■ **Data lines**:
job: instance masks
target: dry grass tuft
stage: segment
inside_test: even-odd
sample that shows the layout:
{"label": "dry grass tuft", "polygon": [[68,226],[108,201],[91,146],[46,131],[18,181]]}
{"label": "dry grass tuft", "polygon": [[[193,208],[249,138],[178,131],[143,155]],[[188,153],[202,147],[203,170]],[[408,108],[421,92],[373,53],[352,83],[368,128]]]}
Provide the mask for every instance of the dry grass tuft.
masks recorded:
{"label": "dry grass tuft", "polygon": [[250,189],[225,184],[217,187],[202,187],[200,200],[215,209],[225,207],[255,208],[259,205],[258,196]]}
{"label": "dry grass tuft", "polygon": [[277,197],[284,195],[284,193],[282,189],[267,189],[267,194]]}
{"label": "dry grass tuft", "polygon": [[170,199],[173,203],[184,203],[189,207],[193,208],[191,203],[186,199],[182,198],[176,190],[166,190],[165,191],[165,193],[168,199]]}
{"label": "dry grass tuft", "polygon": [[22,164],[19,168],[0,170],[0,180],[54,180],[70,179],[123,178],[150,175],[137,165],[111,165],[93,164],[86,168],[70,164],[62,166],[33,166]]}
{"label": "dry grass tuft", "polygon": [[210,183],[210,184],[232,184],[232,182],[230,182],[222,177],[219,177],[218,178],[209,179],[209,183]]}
...
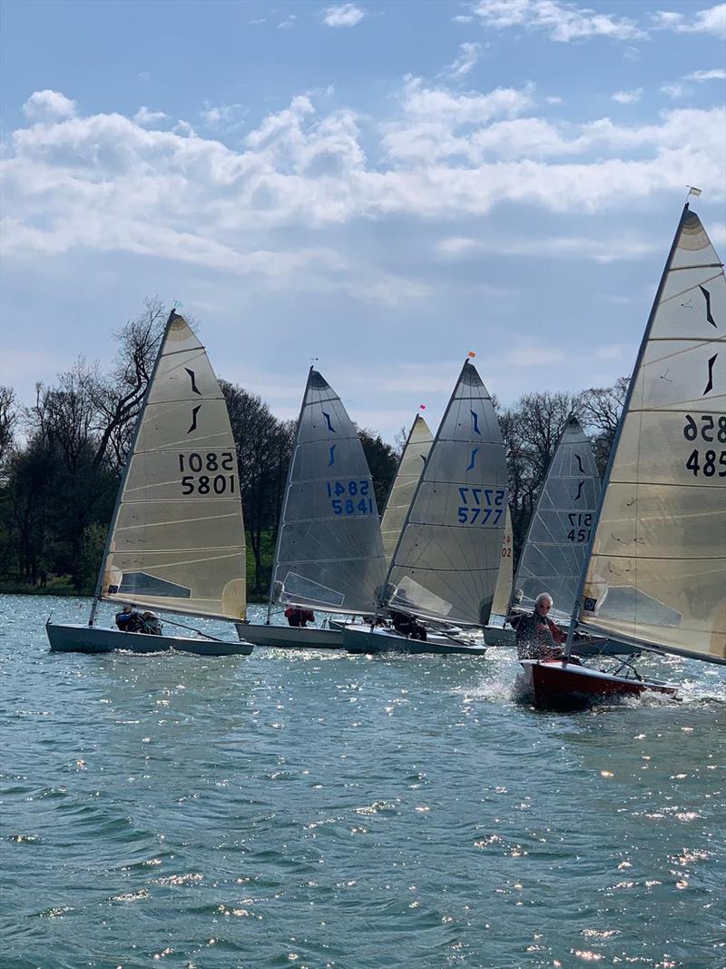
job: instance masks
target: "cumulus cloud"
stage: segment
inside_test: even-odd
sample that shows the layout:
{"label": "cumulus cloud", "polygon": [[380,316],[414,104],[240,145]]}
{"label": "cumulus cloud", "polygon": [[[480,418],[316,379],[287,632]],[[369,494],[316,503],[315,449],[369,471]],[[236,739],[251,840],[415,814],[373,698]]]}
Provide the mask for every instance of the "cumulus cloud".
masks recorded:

■ **Short problem**: Report every line of the material above that contains the string "target", matching case exactly.

■ **Answer to this exercise**:
target: dry grass tuft
target: "cumulus cloud"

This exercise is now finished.